That may seem a little, and that's really a little written code for a lot of things done !

The notification system allows to register for object property value changes and to notify clients when a change occurs on them.

To register for value changes from a property on an object :

	Properties.registerPropertyChangedEvent( source, "propertyName", new PropertyChangedHandler()
	{
		public void onPropertyChanged( PropertyChangedEvent event )
		{
			// here is the object on which the property changed
			Object sender = event.getSender();

			// here is the name of the property that changed
			String propertyName = event.getPropertyName();
		}
	} )

To register on all properties of an object, "*" can be passed instead of the property name.

To notify a change of the property value :

	// Notifies that the "propertyName" value
	// in the 'this' object was just modified
	Properties.notify( this, "propertyName" );

This will update all registered clients for that property of that object. This method should be called by your application's objects in order for the data binding system to work. That's typically the method you will have call in your DTO's setters.

Any object of any class can be used with the data binding.

• [Written exercise 1] List every method name that appears in the code snippets of the notification system text. Leave out class and type names.
• [Written exercise 2] According to the notification system text, what can be passed in place of the property name to register for changes on all properties of an object?
• [Written exercise 3] Write the next part of the notification system text, starting after its final sentence.
The listing that comes after this passage is separate material and is not part of the notification system text.

• [Data shown]
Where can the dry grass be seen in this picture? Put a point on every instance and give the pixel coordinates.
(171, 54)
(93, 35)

• [Result 1] registerPropertyChangedEvent, onPropertyChanged, getSender, getPropertyName, notify

• [Result 2] "*"

• [Result 3]
If your object has a setter method, then it should calls the notify(...) method. Like this :

// Setter in a java class
public void setName( String name )
{
	this.name = name;
	Properties.notify( this, "name" );
}

If you cannot modify the object's class, you can always call the notify method after calling its setter :

pojo.setName( value );
Properties.notify( pojo, "name" );

If the object has no getter, you can call :

Properties.setValue( pojo, "name", value );

But for performance reasons, you may prefer to just write :

pojo.name = value;
Properties.notify( pojo, "name" );

Appart from that there is no special things to call to have the data binding library to work with your classes.

The HexaBinding library can create observable POJOs for you. This is done by defining a very reduced specification of the desired POJO, with the @Observable annotation on the class. For example :

@Observable
class MyPojo
{
	String name;
	int weight;
	double value;
}

The HexaBinding annotation processor will process the class and generate a ObservableMyPojo class inheriting from MyPojo with all the correct getters and setters, along with the constructors calling the super class one's. When the annotated class name ends with 'Internal', the generated class name will be the annotated class name without the 'Internal' suffix. This allows you to choose your naming schema.

Note : For your project to work with the Java annotation processing, it must be at least Java 6 and your IDE needs to be correctly configured.

The Property class can also help you reducing the amount of boilerplate code. It stores a value and exposes a getter and a setter which calls the notify(...) method.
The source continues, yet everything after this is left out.